• **DOCUMENT PASSAGE**:
Bioavailability and potential carcinogenicity of polycyclic aromatic hydrocarbons from wood combustion particulate matter in vitro

- Analysis of PAH bioavailability in wood combustion particulate matter.
- A differential PAH bioavailability was detected.
- Results suggest higher PAH bioavailability in PM from more efficient combustion.
- Samples with high PAH amount showed higher tumor initiation potential.

Due to increasing energy demand and limited fossil fuels, renewable energy sources have gained in importance. Particulate matter (PM) in general, but also PM from the combustion of wood is known to exert adverse health effects in human. These are often related to specific toxic compounds adsorbed to the PM surface, such as polycyclic aromatic hydrocarbons (PAH), of which some are known human carcinogens. This study focused on the bioavailability of PAHs and on the tumor initiation potential of wood combustion PM, using the PAH CALUX® reporter gene assay and the BALB/c 3T3 cell transformation assay, respectively. For this, both cell assays were exposed to PM and their respective organic extracts from varying degrees of combustion. The PAH CALUX® experiments demonstrated a concentration-response relationship matching the PAHs detected in the samples. Contrary to expectations, PM samples from complete (CC) and incomplete combustion (IC) provided for a stronger and weaker response, respectively, suggesting that PAH were more readily bioavailable in PM from CC. These findings were corroborated via PAH spiking experiments indicating that IC PM contains organic components that strongly adsorb PAH thereby reducing their bioavailability. The results obtained with organic extracts in the cell transformation assay presented the highest potential for carcinogenicity in samples with high PAH contents, albeit PM from CC also demonstrated a carcinogenic potential. In conclusion, the in vitro assays employed emphasize that CC produces PM with low PAH content however with a general higher bioavailability and thus with a nearly similar carcinogenic potential than IC PM.

• **TASKS TO CARRY OUT**:
A - Decide whether each statement below agrees with the abstract on wood combustion particulate matter. Answer yes or no for each and quote the exact words of the abstract that settle it.
(i) PAHs were more readily bioavailable in PM from incomplete combustion.
(ii) The BALB/c 3T3 cell transformation assay was used to study tumor initiation potential.
(iii) Spiking experiments indicated that IC PM contains organic components that strongly adsorb PAH.
B - Which assay does the abstract on wood combustion particulate matter use to study PAH bioavailability?
C - List every abbreviation that the abstract on wood combustion particulate matter defines, together with what it stands for.

• **RAW DATA**:
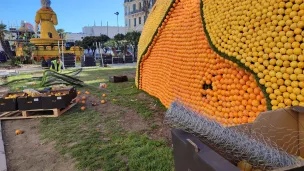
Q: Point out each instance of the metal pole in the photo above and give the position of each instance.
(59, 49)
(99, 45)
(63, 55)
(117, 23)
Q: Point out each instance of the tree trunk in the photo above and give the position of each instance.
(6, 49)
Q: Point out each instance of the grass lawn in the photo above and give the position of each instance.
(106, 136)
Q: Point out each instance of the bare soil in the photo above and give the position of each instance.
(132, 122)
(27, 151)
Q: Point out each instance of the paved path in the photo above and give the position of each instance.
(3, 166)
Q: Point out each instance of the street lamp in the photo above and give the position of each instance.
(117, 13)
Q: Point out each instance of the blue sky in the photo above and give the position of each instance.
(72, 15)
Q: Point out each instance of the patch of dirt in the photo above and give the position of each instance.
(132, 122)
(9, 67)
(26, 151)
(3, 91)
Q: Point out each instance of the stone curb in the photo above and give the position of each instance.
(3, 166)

* * *

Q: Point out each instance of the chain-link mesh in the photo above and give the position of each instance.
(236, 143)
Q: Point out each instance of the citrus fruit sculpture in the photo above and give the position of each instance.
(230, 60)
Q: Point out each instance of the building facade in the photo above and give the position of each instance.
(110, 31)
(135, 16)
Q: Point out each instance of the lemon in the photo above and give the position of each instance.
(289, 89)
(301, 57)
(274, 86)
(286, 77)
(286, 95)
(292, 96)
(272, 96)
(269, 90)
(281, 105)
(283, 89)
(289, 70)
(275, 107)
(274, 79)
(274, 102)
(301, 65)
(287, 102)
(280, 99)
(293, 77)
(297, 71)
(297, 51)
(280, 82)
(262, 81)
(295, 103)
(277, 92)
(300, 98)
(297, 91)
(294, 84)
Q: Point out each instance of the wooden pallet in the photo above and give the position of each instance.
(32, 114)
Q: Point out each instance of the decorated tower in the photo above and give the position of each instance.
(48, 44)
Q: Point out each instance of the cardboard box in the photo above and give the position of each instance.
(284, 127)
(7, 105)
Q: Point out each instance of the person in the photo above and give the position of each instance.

==

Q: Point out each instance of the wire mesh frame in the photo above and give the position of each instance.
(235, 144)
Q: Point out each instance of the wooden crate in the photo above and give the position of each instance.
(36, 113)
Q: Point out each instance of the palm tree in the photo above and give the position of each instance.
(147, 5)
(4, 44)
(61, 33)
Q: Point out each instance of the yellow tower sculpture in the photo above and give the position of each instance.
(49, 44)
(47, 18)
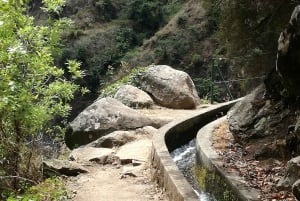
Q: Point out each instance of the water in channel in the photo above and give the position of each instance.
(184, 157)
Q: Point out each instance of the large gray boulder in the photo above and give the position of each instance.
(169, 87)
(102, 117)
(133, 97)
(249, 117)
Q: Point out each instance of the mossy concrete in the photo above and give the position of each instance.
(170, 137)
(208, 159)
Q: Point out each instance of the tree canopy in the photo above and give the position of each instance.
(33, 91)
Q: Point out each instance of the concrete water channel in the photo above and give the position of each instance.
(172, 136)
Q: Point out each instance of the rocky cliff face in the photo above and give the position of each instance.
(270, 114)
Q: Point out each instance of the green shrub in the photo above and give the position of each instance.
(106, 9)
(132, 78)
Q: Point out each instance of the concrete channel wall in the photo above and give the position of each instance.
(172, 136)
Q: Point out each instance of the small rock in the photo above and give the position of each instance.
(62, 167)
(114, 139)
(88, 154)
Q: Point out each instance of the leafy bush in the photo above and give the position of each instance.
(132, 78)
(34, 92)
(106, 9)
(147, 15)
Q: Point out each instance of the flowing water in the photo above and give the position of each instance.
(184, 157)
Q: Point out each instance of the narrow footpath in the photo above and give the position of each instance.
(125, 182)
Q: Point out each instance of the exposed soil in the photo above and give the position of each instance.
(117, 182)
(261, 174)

• **ANSWERS TO THE EXERCISE**:
A -
(i) No: "PM samples from complete (CC) and incomplete combustion (IC) provided for a stronger and weaker response, respectively, suggesting that PAH were more readily bioavailable in PM from CC."
(ii) Yes: "This study focused on the bioavailability of PAHs and on the tumor initiation potential of wood combustion PM, using the PAH CALUX® reporter gene assay and the BALB/c 3T3 cell transformation assay, respectively."
(iii) Yes: "These findings were corroborated via PAH spiking experiments indicating that IC PM contains organic components that strongly adsorb PAH thereby reducing their bioavailability."

B - The PAH CALUX® reporter gene assay.

C -
- PM: particulate matter
- PAH: polycyclic aromatic hydrocarbons
- CC: complete combustion
- IC: incomplete combustion